| Las tareas |
1) Traduce al inglés esta oración del fragmento sobre Ambrosio y Teodosio: «Teodosio está considerado como el emperador cristiano por excelencia.»
2) Transcribe del fragmento sobre Ambrosio y Teodosio todo lo que va desde "Teodosio está considerado" hasta "tenían sus contemporáneos?".
3) Según el fragmento sobre Ambrosio y Teodosio, ¿en qué año proclamó Teodosio el cristianismo como religión de Estado?

El Papa ha recordado estas palabras suyas: «También tú, oh augusto emperador, eres un hombre».
El emperador no está por encima de los demás hombres, ni por encima de la iglesia. Es un cristiano como todos. Esto no significa que Ambrosio no reconozca el papel decisivo que tiene, pero le reclama a su verdadera misión. Que no consiste en hacer uso del poder en el sentido de un absolutismo sin límites, sino en ejercer el poder en función del bien común. El emperador cristiano Teodosio fue para él ejemplo de esto, hasta el punto de que la homilía que pronunció en sus funerales era casi una canonización en directo…

¿Qué es lo que Ambrosio admiraba en Teodosio?
Teodosio está considerado como el emperador cristiano por excelencia. En el año 382 proclama el cristianismo como religión de Estado. Casi setenta años después del Edicto de Milán (313), con el que Constantino había reconocido la libertad de profesar la fe cristiana. Pero la estima de Ambrosio se la ganó sobre todo porque testimonió la fe ejerciendo de emperador.

¿Cuál era la concepción del poder imperial que tenían sus contemporáneos?
Para entender esto tenemos que volver al episodio del descubrimiento de la vera cruz de Jesús por parte de santa Elena, la madre del emperador Constantino. Desde Jerusalén, Elena envió a su hijo dos clavos de la cruz: uno fue incrustado en la corona de hierro con la que, desde entonces, se coronaría a los emperadores; el otro se colocó en las bridas del caballo del soberano. Esto significa que, por una parte, la fuente del juicio del emperador es la cruz de Cristo; por otra, la cruz de Cristo frena el poder imperial uniendo a la justicia la caridad o, como diríamos hoy, el respeto a la persona.

| Registros |

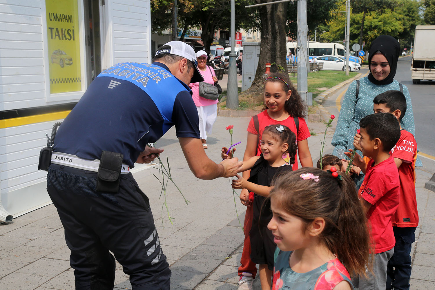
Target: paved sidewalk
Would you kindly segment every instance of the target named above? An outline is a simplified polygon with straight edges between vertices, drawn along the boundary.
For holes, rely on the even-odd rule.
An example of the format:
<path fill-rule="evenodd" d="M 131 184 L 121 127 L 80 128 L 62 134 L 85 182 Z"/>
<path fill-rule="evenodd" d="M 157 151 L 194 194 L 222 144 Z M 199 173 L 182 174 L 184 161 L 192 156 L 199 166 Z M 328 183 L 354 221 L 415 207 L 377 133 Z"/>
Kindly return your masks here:
<path fill-rule="evenodd" d="M 327 117 L 327 116 L 325 116 Z M 243 156 L 250 118 L 218 117 L 214 133 L 207 140 L 207 155 L 219 162 L 220 148 L 228 146 L 230 136 L 225 127 L 234 125 L 233 140 L 241 141 L 236 156 Z M 325 152 L 332 151 L 331 139 L 335 127 L 328 129 Z M 308 139 L 310 150 L 317 162 L 325 125 L 309 123 L 316 135 Z M 200 180 L 188 170 L 173 128 L 157 143 L 168 156 L 173 178 L 186 198 L 186 205 L 176 189 L 168 187 L 170 213 L 175 218 L 171 225 L 167 213 L 161 212 L 159 200 L 161 187 L 150 168 L 134 173 L 146 192 L 153 208 L 155 222 L 164 253 L 172 271 L 171 289 L 235 290 L 237 267 L 241 255 L 243 234 L 234 210 L 234 198 L 228 179 Z M 424 188 L 435 170 L 435 163 L 423 160 L 425 167 L 417 170 L 417 198 L 421 226 L 413 251 L 412 289 L 435 289 L 435 193 Z M 237 197 L 236 197 L 236 199 Z M 162 199 L 163 197 L 162 197 Z M 243 223 L 245 208 L 238 199 L 236 205 Z M 164 227 L 162 225 L 163 222 Z M 0 224 L 0 288 L 64 290 L 74 289 L 69 250 L 55 208 L 49 205 Z M 255 289 L 261 289 L 256 279 Z M 130 289 L 128 277 L 117 264 L 115 289 Z"/>

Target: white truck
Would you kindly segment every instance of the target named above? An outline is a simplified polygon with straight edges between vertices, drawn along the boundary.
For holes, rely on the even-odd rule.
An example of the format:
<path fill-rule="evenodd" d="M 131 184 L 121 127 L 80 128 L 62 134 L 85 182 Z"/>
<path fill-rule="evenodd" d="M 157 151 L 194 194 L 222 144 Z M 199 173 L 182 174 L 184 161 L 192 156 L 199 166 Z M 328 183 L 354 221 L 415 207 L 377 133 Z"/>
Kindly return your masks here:
<path fill-rule="evenodd" d="M 435 25 L 417 25 L 411 62 L 413 83 L 435 80 Z"/>

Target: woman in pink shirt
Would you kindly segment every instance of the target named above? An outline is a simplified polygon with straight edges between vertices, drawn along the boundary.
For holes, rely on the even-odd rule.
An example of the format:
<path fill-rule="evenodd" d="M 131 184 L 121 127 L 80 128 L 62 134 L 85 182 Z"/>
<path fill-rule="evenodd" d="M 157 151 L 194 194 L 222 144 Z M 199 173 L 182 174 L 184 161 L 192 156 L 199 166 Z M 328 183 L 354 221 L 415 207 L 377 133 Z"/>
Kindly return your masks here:
<path fill-rule="evenodd" d="M 196 53 L 198 69 L 204 78 L 204 81 L 213 84 L 218 83 L 218 78 L 213 68 L 207 65 L 207 53 L 204 50 Z M 207 134 L 211 133 L 211 129 L 218 116 L 217 100 L 213 100 L 200 97 L 198 93 L 199 83 L 191 83 L 189 85 L 192 89 L 193 99 L 199 117 L 199 132 L 204 149 L 207 149 Z"/>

| Soluciones en orden |
1) Theodosius is considered the Christian emperor par excellence.

2)
Teodosio está considerado como el emperador cristiano por excelencia. En el año 382 proclama el cristianismo como religión de Estado. Casi setenta años después del Edicto de Milán (313), con el que Constantino había reconocido la libertad de profesar la fe cristiana. Pero la estima de Ambrosio se la ganó sobre todo porque testimonió la fe ejerciendo de emperador.

¿Cuál era la concepción del poder imperial que tenían sus contemporáneos?

3) En el año 382.